◆ THE RECORDS:
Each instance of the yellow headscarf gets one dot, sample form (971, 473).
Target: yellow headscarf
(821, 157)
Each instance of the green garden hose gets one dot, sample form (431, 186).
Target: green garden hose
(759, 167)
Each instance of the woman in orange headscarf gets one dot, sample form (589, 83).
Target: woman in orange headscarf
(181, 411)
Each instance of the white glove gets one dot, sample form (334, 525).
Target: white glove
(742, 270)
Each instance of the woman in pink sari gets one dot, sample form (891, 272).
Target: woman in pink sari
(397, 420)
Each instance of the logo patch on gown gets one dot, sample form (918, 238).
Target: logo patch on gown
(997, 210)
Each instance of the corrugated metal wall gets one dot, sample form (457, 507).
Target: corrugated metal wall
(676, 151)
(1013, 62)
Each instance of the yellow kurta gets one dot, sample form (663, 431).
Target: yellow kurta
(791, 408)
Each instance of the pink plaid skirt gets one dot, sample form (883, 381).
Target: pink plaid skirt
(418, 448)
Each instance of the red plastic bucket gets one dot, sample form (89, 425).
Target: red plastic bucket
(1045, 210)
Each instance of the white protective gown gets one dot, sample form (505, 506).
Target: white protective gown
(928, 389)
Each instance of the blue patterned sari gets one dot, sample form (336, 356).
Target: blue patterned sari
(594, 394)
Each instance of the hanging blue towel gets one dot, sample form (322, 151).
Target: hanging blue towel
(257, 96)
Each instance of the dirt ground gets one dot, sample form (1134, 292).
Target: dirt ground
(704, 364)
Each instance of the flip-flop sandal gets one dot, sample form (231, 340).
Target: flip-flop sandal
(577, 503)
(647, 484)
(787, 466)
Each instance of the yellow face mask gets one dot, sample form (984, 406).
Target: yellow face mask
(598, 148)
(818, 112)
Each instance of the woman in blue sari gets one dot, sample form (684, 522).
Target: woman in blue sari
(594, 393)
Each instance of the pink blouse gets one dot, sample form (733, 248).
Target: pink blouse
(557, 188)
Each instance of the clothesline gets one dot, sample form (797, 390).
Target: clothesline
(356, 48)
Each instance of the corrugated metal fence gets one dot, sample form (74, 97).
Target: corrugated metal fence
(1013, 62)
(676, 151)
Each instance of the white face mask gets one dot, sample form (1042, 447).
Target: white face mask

◆ EXERCISE AIM: Copy out, word for word, the stretch of the records from the line containing "Each instance of the flip-flop" through the end of the records.

◆ ANSWER TO THE TASK:
Each instance of the flip-flop sandal gets one dot, sample form (231, 340).
Target: flip-flop sandal
(577, 503)
(647, 484)
(787, 466)
Each instance of the yellow face mask gets one dot, sample form (984, 406).
Target: yellow face mask
(598, 148)
(818, 112)
Each instance of the woman in blue sari gets one dot, sample form (684, 522).
Target: woman in blue sari
(594, 393)
Each instance of the pink blouse gets one dot, sample form (733, 248).
Target: pink blouse
(557, 188)
Each instance of the clothesline gets one dot, sample form (797, 390).
Target: clothesline
(356, 48)
Each instance of the corrugated metal fence gets one dot, sample form (74, 97).
Target: corrugated metal fence
(1013, 62)
(676, 151)
Each instance of the white face mask gets one dot, sample form (1042, 447).
Target: white face mask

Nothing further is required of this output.